▸ **EXERCISE DETAILS**: Within the records below, reproduce without change the lines from the line that has "box: [848, 1110, 913, 1176]" through the line that has "positive clicks: (952, 1274) (945, 1272)", and only those.

★ ★ ★ ★ ★

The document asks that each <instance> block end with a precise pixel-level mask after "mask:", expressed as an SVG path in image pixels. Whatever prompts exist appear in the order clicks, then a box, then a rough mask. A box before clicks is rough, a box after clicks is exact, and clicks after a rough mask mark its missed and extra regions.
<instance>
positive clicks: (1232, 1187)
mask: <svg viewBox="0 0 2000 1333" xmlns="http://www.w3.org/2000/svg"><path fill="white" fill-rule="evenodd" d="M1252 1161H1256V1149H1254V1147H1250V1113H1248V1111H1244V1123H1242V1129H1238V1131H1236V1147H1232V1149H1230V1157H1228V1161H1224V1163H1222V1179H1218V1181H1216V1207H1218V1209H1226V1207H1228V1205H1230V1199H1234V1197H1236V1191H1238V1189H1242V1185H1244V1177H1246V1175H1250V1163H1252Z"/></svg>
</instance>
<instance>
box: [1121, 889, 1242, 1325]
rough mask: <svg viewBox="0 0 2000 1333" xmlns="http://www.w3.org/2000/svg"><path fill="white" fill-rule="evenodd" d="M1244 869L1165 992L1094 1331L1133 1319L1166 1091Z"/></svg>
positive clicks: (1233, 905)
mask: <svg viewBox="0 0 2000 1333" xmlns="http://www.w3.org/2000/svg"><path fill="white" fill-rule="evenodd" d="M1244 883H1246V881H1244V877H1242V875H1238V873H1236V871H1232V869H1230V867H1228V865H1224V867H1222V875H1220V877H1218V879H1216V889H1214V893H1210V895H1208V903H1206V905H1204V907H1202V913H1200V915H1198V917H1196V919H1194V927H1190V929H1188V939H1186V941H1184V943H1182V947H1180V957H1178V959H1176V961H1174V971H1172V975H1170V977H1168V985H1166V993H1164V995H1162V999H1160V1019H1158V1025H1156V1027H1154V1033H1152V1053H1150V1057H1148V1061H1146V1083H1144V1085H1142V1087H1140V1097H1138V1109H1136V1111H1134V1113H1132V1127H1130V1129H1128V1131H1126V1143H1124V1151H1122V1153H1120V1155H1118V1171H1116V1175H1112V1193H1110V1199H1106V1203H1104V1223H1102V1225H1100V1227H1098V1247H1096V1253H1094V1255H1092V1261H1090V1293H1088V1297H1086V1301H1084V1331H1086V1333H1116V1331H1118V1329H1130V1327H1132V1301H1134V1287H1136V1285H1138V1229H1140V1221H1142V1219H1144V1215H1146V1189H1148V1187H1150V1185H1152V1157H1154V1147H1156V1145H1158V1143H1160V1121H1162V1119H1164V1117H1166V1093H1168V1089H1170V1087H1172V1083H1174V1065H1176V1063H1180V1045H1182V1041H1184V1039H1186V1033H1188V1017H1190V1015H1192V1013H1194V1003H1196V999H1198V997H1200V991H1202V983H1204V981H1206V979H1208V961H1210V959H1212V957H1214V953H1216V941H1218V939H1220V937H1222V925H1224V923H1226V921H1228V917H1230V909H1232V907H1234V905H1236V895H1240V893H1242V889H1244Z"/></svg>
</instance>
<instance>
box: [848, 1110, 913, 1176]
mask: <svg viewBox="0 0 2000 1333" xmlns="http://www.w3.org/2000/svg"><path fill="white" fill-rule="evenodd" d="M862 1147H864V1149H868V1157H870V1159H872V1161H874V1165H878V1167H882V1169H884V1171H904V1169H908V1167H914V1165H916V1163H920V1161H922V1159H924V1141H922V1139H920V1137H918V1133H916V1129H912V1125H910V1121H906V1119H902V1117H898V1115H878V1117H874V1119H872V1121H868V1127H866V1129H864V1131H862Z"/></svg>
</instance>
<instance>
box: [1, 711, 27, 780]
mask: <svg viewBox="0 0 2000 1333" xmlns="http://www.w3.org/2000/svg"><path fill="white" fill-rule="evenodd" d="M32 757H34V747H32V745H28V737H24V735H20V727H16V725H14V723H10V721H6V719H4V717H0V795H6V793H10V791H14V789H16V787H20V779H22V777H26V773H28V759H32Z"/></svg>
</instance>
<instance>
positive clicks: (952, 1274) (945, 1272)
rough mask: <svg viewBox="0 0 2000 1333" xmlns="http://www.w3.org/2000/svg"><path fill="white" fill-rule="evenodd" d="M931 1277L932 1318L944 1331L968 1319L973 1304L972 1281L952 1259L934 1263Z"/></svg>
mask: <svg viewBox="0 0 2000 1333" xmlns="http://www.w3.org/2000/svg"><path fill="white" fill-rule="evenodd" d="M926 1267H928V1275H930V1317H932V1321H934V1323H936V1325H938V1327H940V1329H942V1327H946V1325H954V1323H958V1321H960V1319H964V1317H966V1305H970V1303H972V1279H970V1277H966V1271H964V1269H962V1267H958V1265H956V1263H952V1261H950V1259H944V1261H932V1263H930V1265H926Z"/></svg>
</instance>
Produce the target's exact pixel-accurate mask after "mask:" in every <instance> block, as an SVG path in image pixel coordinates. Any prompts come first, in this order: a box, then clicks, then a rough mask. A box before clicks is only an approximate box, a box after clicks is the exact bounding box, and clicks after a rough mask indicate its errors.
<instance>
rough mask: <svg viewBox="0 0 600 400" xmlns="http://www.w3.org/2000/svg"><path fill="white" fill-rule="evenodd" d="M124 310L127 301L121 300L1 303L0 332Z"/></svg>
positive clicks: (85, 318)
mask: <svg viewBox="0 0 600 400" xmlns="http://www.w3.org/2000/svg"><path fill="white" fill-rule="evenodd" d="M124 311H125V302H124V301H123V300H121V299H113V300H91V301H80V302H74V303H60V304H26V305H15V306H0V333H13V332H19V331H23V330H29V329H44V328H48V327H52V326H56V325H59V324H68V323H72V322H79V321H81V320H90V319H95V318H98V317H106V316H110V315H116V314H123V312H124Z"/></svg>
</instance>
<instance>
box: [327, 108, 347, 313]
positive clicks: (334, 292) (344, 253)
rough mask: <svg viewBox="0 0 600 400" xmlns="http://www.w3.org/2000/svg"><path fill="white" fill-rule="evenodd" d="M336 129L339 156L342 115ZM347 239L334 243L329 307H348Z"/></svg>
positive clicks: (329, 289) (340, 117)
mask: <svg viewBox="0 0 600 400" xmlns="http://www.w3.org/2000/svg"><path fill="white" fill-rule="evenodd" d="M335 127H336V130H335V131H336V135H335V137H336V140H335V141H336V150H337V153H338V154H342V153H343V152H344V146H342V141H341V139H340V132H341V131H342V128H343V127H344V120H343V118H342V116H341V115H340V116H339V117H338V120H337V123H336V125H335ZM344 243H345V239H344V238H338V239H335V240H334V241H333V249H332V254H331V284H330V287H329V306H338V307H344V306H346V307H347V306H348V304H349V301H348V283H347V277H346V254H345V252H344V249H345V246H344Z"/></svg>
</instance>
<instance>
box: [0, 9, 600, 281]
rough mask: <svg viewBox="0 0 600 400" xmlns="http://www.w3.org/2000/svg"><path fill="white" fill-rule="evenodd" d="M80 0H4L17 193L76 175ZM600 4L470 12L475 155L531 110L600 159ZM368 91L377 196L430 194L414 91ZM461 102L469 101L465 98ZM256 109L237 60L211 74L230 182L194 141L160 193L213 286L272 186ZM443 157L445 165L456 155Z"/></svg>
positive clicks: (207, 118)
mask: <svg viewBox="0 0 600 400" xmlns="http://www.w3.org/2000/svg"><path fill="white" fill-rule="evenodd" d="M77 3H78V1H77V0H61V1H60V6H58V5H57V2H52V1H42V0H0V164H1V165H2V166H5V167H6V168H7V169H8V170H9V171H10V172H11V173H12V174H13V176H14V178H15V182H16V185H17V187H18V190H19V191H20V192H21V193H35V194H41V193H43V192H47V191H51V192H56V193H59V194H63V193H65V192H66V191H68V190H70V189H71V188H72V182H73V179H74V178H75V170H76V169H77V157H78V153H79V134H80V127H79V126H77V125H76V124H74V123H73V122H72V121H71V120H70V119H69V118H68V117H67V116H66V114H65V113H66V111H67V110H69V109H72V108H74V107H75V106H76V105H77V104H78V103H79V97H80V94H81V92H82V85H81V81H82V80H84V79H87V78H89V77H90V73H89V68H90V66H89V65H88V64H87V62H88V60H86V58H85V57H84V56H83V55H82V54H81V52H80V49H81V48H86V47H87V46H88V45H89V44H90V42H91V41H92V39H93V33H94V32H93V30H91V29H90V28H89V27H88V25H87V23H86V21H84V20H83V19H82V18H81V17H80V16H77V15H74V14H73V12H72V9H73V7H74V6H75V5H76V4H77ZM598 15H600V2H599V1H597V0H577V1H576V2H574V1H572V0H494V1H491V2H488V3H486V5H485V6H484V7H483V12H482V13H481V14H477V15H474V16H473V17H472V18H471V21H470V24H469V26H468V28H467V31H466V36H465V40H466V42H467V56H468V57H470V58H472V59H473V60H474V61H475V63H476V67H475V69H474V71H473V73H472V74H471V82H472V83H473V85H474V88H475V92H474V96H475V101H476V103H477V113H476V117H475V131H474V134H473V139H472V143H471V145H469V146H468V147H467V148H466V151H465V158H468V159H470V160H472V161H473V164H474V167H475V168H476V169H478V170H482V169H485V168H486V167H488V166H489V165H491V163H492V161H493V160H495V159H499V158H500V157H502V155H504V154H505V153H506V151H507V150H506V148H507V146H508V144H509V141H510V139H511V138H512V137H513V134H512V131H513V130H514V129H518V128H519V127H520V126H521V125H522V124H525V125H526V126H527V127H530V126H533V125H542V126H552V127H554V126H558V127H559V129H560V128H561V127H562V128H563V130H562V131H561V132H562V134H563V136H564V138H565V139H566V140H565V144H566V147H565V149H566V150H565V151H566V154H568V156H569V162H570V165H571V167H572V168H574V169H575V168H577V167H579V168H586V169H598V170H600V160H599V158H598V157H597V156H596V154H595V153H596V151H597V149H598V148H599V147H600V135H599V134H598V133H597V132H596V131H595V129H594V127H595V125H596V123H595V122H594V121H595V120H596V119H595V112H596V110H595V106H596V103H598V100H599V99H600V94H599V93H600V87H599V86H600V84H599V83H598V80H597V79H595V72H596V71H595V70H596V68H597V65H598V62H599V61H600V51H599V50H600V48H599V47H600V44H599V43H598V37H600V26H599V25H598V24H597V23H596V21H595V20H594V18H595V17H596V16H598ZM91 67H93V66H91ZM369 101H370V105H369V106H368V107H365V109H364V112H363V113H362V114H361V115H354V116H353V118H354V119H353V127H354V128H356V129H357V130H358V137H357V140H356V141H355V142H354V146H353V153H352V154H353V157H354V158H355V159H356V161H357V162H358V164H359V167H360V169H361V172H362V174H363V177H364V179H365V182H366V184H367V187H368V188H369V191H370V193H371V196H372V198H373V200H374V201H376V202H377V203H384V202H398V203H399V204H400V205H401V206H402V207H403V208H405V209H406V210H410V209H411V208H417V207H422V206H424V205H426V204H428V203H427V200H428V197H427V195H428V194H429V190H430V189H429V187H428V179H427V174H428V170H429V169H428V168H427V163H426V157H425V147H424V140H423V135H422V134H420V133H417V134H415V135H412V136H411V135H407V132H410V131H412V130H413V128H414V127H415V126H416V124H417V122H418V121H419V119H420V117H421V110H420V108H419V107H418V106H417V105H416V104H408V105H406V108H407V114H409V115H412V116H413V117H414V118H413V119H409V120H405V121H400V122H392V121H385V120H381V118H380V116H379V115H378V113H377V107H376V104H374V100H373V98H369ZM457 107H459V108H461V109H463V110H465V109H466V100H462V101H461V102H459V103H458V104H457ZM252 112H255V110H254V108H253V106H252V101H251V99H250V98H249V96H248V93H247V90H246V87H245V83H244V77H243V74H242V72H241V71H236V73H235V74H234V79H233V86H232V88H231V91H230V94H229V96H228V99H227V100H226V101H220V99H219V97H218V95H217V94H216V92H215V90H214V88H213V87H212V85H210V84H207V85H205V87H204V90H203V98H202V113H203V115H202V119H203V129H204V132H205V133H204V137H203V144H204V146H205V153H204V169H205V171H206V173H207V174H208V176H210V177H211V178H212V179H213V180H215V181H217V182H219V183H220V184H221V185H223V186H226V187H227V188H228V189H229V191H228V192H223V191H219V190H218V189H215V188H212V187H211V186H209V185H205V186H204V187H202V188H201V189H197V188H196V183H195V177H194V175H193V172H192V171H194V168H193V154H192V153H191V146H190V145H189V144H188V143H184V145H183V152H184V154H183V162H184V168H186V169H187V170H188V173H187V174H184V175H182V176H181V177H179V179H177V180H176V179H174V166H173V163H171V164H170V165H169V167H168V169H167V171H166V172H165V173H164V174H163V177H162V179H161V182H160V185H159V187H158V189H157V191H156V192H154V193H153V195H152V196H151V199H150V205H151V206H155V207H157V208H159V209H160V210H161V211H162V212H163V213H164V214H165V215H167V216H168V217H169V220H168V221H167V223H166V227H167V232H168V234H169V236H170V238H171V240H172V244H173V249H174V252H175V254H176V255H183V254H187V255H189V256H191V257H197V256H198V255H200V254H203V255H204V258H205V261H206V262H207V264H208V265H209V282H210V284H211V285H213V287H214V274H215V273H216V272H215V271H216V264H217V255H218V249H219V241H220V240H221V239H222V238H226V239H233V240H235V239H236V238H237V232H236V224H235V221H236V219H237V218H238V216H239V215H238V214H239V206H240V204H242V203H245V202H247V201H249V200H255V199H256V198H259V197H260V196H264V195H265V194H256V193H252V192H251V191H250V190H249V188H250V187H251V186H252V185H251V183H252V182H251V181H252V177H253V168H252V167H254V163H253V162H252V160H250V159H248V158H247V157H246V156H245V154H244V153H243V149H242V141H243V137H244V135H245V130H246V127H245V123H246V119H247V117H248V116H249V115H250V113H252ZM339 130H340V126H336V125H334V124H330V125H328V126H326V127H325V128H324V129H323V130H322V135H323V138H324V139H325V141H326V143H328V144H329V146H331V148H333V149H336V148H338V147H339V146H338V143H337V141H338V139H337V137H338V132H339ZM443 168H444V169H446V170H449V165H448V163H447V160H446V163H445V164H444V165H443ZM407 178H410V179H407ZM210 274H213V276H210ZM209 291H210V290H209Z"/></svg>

★ ★ ★ ★ ★

▸ **EXPECTED ANSWER**:
box: [848, 1110, 913, 1176]
mask: <svg viewBox="0 0 2000 1333" xmlns="http://www.w3.org/2000/svg"><path fill="white" fill-rule="evenodd" d="M862 1147H864V1149H868V1157H870V1159H872V1161H874V1165H878V1167H882V1169H884V1171H904V1169H908V1167H914V1165H916V1163H920V1161H922V1159H924V1141H922V1139H920V1137H918V1133H916V1129H912V1125H910V1121H906V1119H902V1117H898V1115H878V1117H874V1119H872V1121H868V1127H866V1129H864V1131H862Z"/></svg>
</instance>
<instance>
box: [1, 711, 27, 780]
mask: <svg viewBox="0 0 2000 1333" xmlns="http://www.w3.org/2000/svg"><path fill="white" fill-rule="evenodd" d="M32 757H34V747H32V745H28V737H24V735H20V727H16V725H14V723H10V721H6V719H4V717H0V795H6V793H10V791H14V789H16V787H20V779H22V777H26V773H28V759H32Z"/></svg>
</instance>
<instance>
positive clicks: (952, 1274) (945, 1272)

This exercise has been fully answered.